__Exercise passage__
—————

The opportunity to look at segregation for single-race and multirace groups with Census 2000 provides an important means of assessing the prospects of future integration in a multirace society where intermarriage and interrace identification are on the rise. Our analysis of singlerace and multirace segregation shows that:

  • Persons who identify themselves as “white and black” live, on average, in neighborhoods that more closely approximate the racial composition of the average white person’s neighborhood, rather than that of the average black person’s neighborhood. For the combined metropolitan population of the United States, the average neighborhood of a “white and black” resident is 61 percent white and 19 percent black. The average neighborhood of someone who identifies as black alone is 29 percent white and 54 percent black, and the average neighborhood of someone who identifies as white alone is 81 percent white and 6 percent black.
  • Among the cities and metropolitan areas in our study, persons identifying with two or more races showed, on average, less segregation from whites than did minority persons identifying with a single race.

—————

__Dataset excerpts__
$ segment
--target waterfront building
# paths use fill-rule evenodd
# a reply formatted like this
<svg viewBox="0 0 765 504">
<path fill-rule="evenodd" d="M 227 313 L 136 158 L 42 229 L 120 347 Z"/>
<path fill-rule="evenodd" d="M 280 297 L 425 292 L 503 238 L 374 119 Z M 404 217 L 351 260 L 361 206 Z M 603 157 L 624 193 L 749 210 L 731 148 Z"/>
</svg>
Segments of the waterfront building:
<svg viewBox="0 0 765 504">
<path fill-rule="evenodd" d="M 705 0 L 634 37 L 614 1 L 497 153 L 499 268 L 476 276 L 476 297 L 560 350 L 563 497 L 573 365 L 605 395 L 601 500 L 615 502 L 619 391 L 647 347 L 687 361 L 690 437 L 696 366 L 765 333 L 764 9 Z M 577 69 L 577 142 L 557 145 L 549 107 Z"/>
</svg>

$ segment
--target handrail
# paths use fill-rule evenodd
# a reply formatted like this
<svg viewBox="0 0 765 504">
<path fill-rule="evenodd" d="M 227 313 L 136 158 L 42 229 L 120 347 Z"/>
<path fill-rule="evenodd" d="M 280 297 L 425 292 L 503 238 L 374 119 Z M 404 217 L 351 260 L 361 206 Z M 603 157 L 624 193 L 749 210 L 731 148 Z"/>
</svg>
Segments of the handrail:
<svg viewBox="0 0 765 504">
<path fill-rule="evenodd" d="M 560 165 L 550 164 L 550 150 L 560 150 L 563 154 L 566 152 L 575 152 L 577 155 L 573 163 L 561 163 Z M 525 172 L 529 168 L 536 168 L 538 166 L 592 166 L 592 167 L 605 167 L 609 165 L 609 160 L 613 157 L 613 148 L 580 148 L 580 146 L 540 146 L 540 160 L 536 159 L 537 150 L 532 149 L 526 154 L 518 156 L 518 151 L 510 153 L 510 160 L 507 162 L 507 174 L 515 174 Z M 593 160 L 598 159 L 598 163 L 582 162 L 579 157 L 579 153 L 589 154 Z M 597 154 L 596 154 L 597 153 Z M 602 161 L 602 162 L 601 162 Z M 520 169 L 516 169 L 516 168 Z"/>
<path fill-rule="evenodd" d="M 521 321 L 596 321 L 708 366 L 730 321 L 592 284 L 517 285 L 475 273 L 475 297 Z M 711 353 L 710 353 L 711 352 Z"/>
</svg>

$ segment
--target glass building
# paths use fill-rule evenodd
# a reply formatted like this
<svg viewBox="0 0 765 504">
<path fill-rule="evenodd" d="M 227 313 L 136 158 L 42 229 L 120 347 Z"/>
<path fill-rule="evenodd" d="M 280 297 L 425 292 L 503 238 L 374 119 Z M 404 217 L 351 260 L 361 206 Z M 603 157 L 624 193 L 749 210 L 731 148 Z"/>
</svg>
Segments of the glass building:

—————

__Work to complete__
**A)** In the passage on single-race and multirace segregation, what percentage white is the average neighborhood of a "white and black" resident in the combined metropolitan population of the United States?
**B)** Resume the passage on single-race and multirace segregation, picking up after its final bullet point.
None of the material is needed to complete the tasks.

__Answers to the exercises__
**A)** 61 percent

**B)**
Our analysis of cities with more than 25,000 population shows the wide variation in segregation levels for each race and ethnic group. For most race groups, the highest levels of segregation tend to occur in the nation’s largest cities. For example, the City of New York ranks in the top six of all cities for each minority group’s segregation from whites. It ranks third in segregation for blacks, fifth for Hispanics, first for American Indians, first for Hawaiians, and sixth for those who identify themselves as two or more races. Hence, studies that focus only on segregation in large cities or in cities that have the largest minority populations overstate the level of racial segregation that exits in most cities with a minority presence. Other findings are:

  • Among cities with more than 100,000 population, white-black segregation ranges from an index of dissimilarity of 21 (Chandler, AZ) to 87 (Chicago, IL); Asian segregation from whites ranges from 15 (Coral Springs, FL) to 66 (New Orleans, LA); and Hispanic segregation from whites ranges from 17 (Hialeah, FL) to 71 (Oakland, CA).
  • The lowest segregation from whites for each race group tends to be associated with cities with less than 100,000 population, located in the suburbs, and, largely, in California, Texas, and other “multiethnic” states in the Sunbelt. Lowest city segregation indices for each race are in: The Colony, TX (white-black index of 8); Morgan Hill, CA (white-Asian segregation index of 9); Copperas Cove, TX (white-Hispanic segregation index of 8); Moore, OK (white–American Indian index of 12); Carson, CA (white-Hawaiian index of 25); and Cerritos, CA (white–multiple race index of 7).

City segregation indices differ from metropolitan segregation indices because the former reflect local patterns that can vary within the same metropolitan unit. Our analyses of dissimilarity of both levels indicate that:

  • On average, segregation levels are higher for metropolitan areas than for cities. Among the cities in our study, the average segregation levels for blacks, Asians, and Hispanics are indices of 45, 32, and 35 respectively. Average segregation levels among metropolitan areas for these three groups are indices of 59, 45, and 43, respectively.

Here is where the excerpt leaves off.